Directive:
Print the lines of the material below, from the line containing "# draw the outline of every instance of the wooden" through the line containing "M 179 166 L", inclusive, reproducing each one precisely.

□ □ □ □

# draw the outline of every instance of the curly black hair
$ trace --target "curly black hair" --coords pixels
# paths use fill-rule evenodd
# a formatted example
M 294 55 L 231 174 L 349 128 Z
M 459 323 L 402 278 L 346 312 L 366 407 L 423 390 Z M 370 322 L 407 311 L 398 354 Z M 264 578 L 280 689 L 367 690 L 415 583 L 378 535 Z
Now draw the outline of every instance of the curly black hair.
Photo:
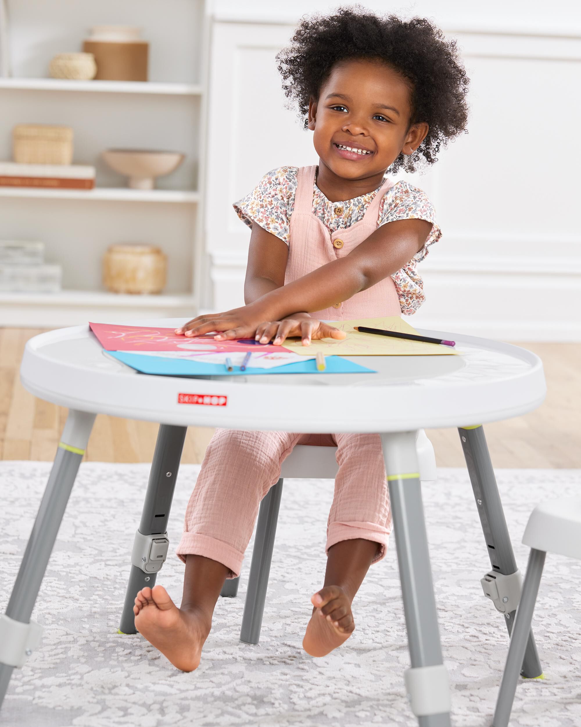
M 430 127 L 413 154 L 400 153 L 390 172 L 400 168 L 415 172 L 420 157 L 425 160 L 420 166 L 434 164 L 440 145 L 445 147 L 458 136 L 468 120 L 465 97 L 470 79 L 458 57 L 456 41 L 446 40 L 442 31 L 423 17 L 402 20 L 397 15 L 379 16 L 360 5 L 335 12 L 304 16 L 292 44 L 277 54 L 289 105 L 298 105 L 304 118 L 309 99 L 319 97 L 338 63 L 354 58 L 383 62 L 410 85 L 408 129 L 422 121 Z

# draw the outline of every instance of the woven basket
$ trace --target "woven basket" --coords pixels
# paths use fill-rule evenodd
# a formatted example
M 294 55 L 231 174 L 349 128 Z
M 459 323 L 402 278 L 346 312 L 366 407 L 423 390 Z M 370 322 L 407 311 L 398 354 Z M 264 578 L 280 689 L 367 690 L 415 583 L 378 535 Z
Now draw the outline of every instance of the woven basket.
M 167 258 L 153 245 L 111 245 L 103 257 L 103 285 L 113 293 L 161 293 Z
M 50 62 L 49 73 L 53 79 L 90 81 L 97 73 L 92 53 L 59 53 Z
M 19 124 L 12 130 L 12 156 L 20 164 L 70 164 L 73 129 L 44 124 Z

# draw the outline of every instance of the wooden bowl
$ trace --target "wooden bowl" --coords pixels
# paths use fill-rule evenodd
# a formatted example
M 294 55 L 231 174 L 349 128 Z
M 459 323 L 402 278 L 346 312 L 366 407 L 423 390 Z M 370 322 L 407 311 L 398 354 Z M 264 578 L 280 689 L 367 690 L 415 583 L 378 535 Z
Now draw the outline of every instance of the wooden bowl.
M 179 166 L 184 154 L 176 151 L 141 149 L 109 149 L 103 152 L 107 164 L 129 177 L 131 189 L 153 189 L 156 177 L 171 174 Z

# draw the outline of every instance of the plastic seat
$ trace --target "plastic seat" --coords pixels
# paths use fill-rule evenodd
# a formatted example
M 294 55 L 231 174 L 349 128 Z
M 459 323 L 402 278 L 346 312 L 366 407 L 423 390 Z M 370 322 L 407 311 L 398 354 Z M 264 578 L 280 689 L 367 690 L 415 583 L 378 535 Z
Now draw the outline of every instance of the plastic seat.
M 531 553 L 511 635 L 493 727 L 507 727 L 508 724 L 546 554 L 556 553 L 581 559 L 581 497 L 561 497 L 537 505 L 529 518 L 522 542 L 530 547 Z
M 420 479 L 423 482 L 436 480 L 437 473 L 434 447 L 423 429 L 419 430 L 416 435 L 415 447 Z M 270 488 L 260 503 L 240 628 L 240 641 L 245 643 L 256 644 L 260 640 L 283 479 L 334 479 L 338 470 L 335 459 L 336 452 L 336 447 L 333 446 L 297 445 L 283 462 L 280 479 Z M 226 598 L 235 596 L 239 582 L 240 577 L 226 581 L 221 595 Z

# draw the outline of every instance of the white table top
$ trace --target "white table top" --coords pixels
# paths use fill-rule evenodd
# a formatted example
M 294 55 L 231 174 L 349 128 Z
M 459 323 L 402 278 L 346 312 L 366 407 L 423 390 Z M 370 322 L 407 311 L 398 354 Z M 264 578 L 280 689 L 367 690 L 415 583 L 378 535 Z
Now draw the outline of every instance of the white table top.
M 123 324 L 177 328 L 187 320 Z M 258 430 L 379 433 L 469 426 L 516 417 L 543 402 L 543 364 L 530 351 L 484 338 L 420 332 L 455 340 L 462 355 L 348 357 L 377 374 L 149 376 L 105 355 L 85 325 L 31 339 L 20 375 L 35 395 L 83 411 Z

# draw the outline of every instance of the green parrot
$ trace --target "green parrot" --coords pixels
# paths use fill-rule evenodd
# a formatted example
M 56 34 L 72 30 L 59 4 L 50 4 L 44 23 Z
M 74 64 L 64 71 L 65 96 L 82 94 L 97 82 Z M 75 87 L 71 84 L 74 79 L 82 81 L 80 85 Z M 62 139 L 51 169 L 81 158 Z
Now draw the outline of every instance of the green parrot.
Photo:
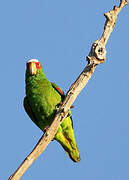
M 51 83 L 43 72 L 41 63 L 37 59 L 31 59 L 26 63 L 26 97 L 24 108 L 31 120 L 42 130 L 51 124 L 58 105 L 65 95 L 54 83 Z M 80 154 L 76 145 L 71 111 L 63 120 L 54 137 L 67 155 L 74 161 L 80 161 Z

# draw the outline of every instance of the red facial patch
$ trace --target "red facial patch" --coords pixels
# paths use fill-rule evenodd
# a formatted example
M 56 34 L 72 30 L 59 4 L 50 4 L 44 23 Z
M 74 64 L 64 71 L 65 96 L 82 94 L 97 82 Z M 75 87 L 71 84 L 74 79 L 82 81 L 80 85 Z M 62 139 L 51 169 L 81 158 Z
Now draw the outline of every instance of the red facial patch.
M 30 64 L 30 63 L 35 63 L 36 68 L 37 68 L 37 69 L 41 69 L 41 64 L 40 64 L 40 62 L 28 62 L 28 63 L 26 64 L 27 69 L 29 69 L 29 64 Z
M 62 95 L 64 95 L 63 91 L 60 88 L 56 87 L 57 91 L 59 91 Z
M 41 69 L 41 64 L 40 64 L 40 62 L 35 62 L 35 65 L 36 65 L 36 68 L 37 68 L 37 69 Z

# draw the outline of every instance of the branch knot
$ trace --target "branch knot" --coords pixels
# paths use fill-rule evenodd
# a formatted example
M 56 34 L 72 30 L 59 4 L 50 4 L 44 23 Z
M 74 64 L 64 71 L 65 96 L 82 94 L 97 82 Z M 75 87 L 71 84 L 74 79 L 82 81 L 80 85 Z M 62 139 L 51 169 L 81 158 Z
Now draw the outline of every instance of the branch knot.
M 94 62 L 94 64 L 104 63 L 106 59 L 106 49 L 100 40 L 96 40 L 91 47 L 90 53 L 87 56 L 88 62 Z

□ □ □ □

Expected output:
# draw the outline of every instance of the wooden bowl
$ trace --target "wooden bowl" --coords pixels
# paths use fill-rule evenodd
# a formatted example
M 294 55 L 231 174 L 349 128 Z
M 459 323 L 402 278 L 346 312 L 366 407 L 423 390 Z M 370 322 L 407 311 L 398 354 Z M 264 578 L 280 689 L 367 690 L 415 583 L 378 535 Z
Now draw the outline of every instance of the wooden bowl.
M 179 166 L 184 154 L 176 151 L 141 149 L 109 149 L 103 152 L 107 164 L 129 177 L 131 189 L 153 189 L 156 177 L 171 174 Z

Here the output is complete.